- _Dataset entries_:
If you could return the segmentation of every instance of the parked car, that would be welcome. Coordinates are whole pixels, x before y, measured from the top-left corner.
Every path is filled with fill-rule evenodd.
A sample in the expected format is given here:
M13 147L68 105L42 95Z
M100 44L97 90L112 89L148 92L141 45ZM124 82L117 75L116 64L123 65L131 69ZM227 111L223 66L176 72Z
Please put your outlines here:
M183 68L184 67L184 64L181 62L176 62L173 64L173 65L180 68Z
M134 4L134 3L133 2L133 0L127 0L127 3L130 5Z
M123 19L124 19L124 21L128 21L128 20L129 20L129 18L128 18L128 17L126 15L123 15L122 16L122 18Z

- _Aim_: Please rewrite the records with "parked car" changed to "delivery van" and everything else left as it is.

- _Output for this task_:
If you could return the segmentation of every instance of the delivery van, that would be welcome. Coordinates are whole pixels, x before y, measured from the top-left corner.
Every path is filled with fill-rule evenodd.
A sample in the expected format is given here:
M13 147L68 105L42 95Z
M100 44L97 90L112 89L148 92L141 45ZM124 82L117 75L116 64L123 65L131 69ZM227 111L223 66L176 72Z
Please put your outlines here:
M183 68L184 67L184 64L181 62L176 62L173 64L173 65L180 68Z
M134 4L134 3L133 2L133 0L127 0L127 3L130 5Z
M123 19L124 19L124 21L128 21L128 20L129 20L129 18L128 18L128 17L126 15L123 15L122 16L122 18Z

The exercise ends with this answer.